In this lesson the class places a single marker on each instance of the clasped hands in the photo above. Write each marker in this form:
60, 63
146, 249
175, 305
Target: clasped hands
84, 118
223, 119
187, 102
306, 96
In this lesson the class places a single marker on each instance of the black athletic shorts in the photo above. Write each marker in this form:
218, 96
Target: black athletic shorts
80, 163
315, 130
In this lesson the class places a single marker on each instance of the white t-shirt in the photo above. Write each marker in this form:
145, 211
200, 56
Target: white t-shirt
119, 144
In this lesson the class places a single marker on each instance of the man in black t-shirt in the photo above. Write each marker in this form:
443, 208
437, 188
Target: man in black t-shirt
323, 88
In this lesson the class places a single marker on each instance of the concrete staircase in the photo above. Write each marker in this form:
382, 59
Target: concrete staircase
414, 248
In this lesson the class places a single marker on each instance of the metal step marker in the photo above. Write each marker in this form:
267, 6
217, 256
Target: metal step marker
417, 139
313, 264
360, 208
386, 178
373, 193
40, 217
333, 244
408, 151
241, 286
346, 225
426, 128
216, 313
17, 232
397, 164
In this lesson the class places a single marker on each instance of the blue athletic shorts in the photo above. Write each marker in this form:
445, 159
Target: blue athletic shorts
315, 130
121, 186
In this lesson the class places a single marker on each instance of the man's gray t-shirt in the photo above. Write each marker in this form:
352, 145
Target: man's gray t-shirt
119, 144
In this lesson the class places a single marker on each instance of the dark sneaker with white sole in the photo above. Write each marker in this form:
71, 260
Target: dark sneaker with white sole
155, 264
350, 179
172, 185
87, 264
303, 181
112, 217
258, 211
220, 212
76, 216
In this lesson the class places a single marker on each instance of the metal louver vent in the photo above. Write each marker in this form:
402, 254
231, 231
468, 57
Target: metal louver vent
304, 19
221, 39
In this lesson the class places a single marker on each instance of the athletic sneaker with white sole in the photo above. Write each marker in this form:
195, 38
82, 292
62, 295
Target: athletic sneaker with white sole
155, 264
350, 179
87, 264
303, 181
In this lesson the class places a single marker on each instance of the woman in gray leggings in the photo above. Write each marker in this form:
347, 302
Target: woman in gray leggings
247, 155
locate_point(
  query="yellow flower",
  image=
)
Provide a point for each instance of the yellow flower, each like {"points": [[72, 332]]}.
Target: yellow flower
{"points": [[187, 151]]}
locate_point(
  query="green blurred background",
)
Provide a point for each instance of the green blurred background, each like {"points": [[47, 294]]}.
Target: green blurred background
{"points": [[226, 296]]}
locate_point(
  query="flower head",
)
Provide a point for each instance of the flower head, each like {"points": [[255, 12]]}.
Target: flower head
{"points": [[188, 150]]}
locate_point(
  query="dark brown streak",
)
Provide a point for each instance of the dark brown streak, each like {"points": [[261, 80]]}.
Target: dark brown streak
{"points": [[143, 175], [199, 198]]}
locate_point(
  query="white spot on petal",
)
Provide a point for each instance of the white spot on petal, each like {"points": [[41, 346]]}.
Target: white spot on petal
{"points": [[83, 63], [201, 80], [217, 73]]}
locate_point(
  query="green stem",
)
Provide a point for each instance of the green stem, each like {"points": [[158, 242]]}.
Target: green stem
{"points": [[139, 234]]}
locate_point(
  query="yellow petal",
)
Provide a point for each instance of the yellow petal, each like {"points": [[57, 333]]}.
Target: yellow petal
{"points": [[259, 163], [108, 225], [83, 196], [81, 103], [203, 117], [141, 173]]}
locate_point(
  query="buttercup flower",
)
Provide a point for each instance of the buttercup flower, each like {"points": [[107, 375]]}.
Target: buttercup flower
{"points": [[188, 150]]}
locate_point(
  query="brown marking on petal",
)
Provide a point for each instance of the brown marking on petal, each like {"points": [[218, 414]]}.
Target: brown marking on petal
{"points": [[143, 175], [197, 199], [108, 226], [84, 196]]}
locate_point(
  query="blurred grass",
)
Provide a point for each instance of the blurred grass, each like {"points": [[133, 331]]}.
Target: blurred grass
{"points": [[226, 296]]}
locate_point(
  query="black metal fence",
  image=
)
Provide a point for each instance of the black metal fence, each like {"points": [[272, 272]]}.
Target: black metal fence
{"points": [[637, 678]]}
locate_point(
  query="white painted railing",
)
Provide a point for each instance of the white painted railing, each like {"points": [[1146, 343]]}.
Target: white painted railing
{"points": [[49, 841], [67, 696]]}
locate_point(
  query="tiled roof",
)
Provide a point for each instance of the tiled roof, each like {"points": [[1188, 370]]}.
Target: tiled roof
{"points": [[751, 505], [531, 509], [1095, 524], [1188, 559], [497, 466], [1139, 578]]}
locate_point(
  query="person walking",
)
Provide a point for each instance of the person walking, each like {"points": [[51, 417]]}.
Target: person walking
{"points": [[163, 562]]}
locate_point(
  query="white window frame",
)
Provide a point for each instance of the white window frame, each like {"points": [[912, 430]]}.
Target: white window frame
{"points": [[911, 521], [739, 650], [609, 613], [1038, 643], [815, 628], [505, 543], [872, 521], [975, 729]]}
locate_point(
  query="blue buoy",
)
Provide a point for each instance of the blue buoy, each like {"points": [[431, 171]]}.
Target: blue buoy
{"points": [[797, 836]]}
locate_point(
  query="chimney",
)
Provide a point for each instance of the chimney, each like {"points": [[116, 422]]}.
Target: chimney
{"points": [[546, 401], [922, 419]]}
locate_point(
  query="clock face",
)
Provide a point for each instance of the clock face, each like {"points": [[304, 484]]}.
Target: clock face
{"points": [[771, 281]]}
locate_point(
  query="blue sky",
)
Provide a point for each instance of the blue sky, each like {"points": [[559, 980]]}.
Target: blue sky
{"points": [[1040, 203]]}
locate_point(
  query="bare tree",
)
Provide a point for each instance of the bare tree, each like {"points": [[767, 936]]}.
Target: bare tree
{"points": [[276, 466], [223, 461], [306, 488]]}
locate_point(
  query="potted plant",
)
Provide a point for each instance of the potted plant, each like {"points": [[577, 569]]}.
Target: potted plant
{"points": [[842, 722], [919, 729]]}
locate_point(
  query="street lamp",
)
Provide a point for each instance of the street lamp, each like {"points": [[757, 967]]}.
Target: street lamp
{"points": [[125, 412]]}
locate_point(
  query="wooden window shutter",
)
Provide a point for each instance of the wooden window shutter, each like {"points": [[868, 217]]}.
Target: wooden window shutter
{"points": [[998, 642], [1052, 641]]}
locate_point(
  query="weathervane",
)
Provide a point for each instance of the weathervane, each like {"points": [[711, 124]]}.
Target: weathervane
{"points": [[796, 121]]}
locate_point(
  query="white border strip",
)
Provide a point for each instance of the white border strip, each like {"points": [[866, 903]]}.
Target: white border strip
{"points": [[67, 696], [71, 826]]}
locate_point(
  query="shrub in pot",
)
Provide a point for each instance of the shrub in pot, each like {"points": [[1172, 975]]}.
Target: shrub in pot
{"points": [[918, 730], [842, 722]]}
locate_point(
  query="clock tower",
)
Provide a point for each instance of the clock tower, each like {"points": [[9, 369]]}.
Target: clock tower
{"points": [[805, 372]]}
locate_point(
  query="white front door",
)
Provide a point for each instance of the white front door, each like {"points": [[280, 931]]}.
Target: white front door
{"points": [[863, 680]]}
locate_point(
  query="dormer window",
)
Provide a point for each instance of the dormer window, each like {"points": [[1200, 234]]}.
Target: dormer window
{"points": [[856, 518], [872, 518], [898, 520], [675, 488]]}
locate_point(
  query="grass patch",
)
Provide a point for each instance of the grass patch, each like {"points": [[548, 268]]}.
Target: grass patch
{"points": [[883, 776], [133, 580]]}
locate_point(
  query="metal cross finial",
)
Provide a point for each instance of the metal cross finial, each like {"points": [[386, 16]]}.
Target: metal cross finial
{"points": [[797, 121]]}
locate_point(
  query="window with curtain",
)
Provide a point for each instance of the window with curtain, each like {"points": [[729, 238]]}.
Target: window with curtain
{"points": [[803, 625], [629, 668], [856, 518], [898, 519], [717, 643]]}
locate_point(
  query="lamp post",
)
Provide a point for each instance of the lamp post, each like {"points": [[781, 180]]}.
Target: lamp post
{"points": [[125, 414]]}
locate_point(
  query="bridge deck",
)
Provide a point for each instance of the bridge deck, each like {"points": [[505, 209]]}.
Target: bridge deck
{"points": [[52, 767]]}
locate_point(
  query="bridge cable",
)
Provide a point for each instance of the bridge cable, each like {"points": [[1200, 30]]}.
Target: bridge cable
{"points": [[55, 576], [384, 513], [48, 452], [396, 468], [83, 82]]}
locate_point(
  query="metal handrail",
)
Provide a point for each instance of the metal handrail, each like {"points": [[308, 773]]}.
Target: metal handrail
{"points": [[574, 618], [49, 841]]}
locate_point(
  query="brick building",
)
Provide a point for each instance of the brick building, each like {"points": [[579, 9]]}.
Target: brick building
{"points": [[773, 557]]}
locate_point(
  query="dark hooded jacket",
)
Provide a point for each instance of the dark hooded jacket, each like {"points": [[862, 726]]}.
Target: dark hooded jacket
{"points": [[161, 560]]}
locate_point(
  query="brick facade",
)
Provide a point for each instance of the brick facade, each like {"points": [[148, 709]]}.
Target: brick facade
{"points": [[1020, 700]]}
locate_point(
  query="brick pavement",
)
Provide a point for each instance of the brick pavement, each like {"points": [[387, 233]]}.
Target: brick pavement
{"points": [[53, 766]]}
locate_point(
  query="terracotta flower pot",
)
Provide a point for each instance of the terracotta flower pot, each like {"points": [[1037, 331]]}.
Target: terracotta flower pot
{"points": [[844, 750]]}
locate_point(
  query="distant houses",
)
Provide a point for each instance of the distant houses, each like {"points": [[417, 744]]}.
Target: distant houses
=-=-=-=-=
→ **What is needed**
In the records above, how many lines include "houses"? Give that number and nothing more.

→ **Solution**
3